In the excerpt below about selling, how many boxes of cookies did the girl who went office to office sell?

-- Extract follows --

At the office of one of my clients, two girls had the opportunity to sell the famous Girl Scout Cookies®. One posted an order form by the coffee machine in the break room and hoped people would read the form, sign it, and buy the cookies. The other girl, dressed in her Girl Scout uniform, went office to office and spoke individually to all the employees.
The passive seller sold four boxes of cookies. The active seller sold 250 boxes. It’s not about the cookies. It’s about the process. And it’s all about creating trust.
When others trust you, they want to continue to do business with you and buy from you - whether you’re selling a product, service, or community initiative.
So begins my second book, “The Naked Truth about Selling.” This book, like its companion publication, “The Naked Truth about Giving Great Speeches,” does not expose you to a tome of facts and theories. Rather, you try on new ways to establish trust and build vital relationships. In this book, I have stripped your learning curve down to useable strategies guaranteed to help you speak for yourself. Enjoy this excerpt.
Chapter One: Stripping Away Self-Sabotaging Behavior
In a magazine cartoon from The New Yorker, four people waited for their luggage at an airport baggage claim area. Over a caption that read, “Here’s the baggage you’ll never lose,” they grabbed their respective suitcases with these labels attached: “Never forgave my mother for discontinuing ballet classes in second grade,” “Hate my child for being just like me,” “Jealous of my brother for being more successful,” and “I grew up poor so I can never feel financially secure.” Each bag was labeled with injuries, injustices, and grudges that they’re all - we’re all - carrying around wherever we go.
As difficult as it may be to examine your baggage, you will be more effective as a communicator by understanding what is in your bags, and how your “stuff” influences the way you present yourself.

-- Extract concluded --
-- Data section follows --

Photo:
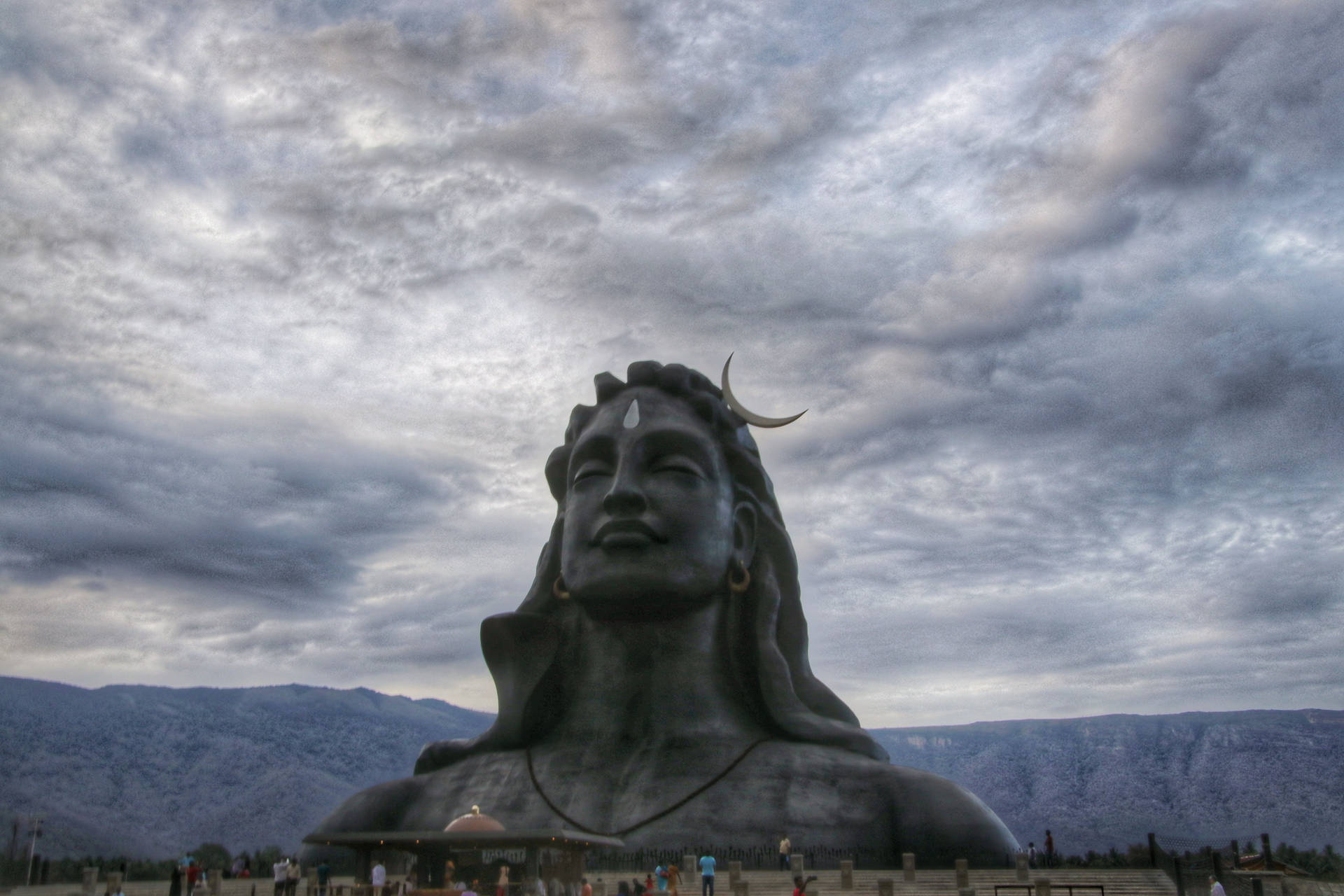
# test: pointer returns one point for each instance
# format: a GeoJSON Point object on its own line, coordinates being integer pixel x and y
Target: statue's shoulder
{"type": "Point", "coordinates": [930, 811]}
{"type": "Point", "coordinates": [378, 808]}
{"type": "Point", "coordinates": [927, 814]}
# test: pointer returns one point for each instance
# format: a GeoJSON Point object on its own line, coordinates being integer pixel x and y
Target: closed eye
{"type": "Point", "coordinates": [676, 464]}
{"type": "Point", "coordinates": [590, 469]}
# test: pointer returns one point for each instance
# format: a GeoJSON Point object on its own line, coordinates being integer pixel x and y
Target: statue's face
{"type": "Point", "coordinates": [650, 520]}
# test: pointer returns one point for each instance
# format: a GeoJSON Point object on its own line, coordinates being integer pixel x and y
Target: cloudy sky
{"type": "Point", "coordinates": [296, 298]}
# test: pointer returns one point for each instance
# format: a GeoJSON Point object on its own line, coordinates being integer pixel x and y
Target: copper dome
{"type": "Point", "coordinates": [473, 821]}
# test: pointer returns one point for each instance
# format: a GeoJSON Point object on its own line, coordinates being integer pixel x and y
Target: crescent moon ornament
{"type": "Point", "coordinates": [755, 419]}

-- Data section concluded --

Answer to this task
250 boxes.